-- DATASET ROWS start --
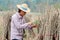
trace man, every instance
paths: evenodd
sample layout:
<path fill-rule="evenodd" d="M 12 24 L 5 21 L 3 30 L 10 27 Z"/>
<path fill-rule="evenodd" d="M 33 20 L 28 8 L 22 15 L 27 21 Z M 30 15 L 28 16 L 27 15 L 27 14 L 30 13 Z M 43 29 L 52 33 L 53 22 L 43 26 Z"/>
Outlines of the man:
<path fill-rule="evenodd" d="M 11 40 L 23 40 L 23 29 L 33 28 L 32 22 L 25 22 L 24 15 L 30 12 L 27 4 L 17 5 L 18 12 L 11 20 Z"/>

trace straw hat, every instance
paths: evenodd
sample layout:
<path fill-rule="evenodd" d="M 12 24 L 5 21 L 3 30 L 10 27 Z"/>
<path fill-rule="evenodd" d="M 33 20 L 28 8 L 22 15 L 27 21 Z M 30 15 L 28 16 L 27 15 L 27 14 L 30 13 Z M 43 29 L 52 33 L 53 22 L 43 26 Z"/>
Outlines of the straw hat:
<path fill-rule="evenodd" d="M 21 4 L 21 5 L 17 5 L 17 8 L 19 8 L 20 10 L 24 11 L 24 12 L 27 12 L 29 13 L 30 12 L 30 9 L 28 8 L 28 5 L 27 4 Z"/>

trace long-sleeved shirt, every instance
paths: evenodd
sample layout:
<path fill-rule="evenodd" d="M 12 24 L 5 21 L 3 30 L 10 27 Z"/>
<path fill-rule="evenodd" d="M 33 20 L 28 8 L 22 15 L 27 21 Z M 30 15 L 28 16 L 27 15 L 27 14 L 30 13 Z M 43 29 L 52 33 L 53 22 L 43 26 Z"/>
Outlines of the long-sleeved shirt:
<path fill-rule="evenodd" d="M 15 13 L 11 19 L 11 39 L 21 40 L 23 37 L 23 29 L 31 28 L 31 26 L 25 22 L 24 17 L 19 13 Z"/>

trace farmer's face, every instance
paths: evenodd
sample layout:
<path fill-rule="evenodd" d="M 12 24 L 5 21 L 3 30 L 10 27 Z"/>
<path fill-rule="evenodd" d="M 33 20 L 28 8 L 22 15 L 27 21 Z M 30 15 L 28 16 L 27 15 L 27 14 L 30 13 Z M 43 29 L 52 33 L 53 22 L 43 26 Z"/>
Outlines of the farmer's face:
-- DATASET ROWS end --
-- DATASET ROWS start --
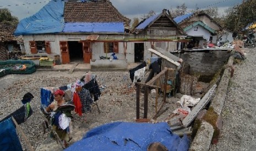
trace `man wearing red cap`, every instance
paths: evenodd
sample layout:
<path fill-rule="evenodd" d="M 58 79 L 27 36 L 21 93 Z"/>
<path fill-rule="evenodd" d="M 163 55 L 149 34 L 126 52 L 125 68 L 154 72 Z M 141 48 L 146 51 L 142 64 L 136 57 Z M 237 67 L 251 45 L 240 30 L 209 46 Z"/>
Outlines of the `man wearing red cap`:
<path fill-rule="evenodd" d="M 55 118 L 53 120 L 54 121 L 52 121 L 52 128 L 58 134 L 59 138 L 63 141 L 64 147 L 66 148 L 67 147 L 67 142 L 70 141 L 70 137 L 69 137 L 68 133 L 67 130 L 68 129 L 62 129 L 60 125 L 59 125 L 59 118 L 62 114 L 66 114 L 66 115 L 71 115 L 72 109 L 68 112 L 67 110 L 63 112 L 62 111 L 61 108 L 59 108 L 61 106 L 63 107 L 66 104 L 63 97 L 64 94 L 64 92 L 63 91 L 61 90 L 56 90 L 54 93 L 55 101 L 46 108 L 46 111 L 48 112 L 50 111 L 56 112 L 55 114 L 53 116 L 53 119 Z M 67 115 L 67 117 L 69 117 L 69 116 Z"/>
-- DATASET ROWS end --
-- DATASET ROWS start --
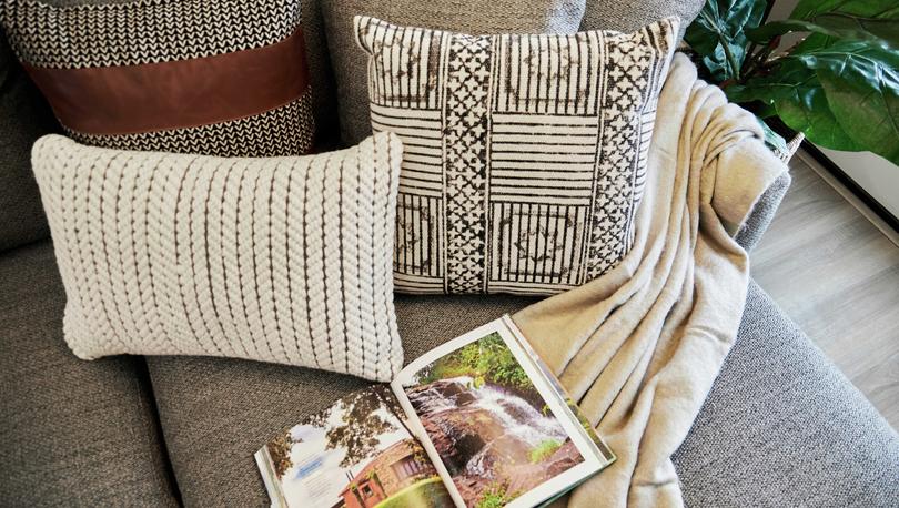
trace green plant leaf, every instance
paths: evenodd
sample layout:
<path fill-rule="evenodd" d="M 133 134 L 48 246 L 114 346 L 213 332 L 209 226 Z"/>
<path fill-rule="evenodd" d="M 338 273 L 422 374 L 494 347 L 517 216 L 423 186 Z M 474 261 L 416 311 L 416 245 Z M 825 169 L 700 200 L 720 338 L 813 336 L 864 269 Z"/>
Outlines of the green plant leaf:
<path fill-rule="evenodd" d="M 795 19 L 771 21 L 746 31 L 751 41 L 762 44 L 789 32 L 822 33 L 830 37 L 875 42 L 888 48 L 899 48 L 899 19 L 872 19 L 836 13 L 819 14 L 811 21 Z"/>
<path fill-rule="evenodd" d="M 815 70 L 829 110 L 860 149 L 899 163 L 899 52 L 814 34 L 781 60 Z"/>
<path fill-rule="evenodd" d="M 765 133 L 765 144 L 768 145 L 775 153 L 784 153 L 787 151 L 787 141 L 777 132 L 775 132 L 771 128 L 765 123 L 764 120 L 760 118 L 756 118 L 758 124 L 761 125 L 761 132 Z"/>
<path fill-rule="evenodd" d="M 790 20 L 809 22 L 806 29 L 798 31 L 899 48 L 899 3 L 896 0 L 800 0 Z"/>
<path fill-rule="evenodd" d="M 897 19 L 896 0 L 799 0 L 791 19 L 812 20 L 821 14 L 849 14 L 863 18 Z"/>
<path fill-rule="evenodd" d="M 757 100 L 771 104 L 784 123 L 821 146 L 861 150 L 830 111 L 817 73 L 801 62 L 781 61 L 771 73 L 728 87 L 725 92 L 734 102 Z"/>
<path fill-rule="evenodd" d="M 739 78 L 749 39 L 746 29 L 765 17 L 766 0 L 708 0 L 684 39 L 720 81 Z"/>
-- DATASET ROWS end --
» WHAT IS ASKED
Reproduce verbatim the lines beginning at the one containing "trace straw hat, every instance" and ending with the one containing "21 4 L 21 5", including both of those lines.

» WRITTEN RESPONSE
trace straw hat, every instance
paths: evenodd
sample layout:
<path fill-rule="evenodd" d="M 12 24 L 5 21 L 3 30 L 10 27 Z"/>
<path fill-rule="evenodd" d="M 33 20 L 28 8 L 22 15 L 27 21 Z M 30 15 L 28 16 L 27 15 L 27 14 L 30 13 Z M 43 29 L 52 33 L 53 22 L 43 26 Z"/>
Outlines of the straw hat:
<path fill-rule="evenodd" d="M 21 4 L 21 5 L 17 5 L 17 8 L 19 8 L 20 10 L 24 11 L 24 12 L 27 12 L 29 13 L 30 12 L 30 9 L 28 8 L 28 5 L 27 4 Z"/>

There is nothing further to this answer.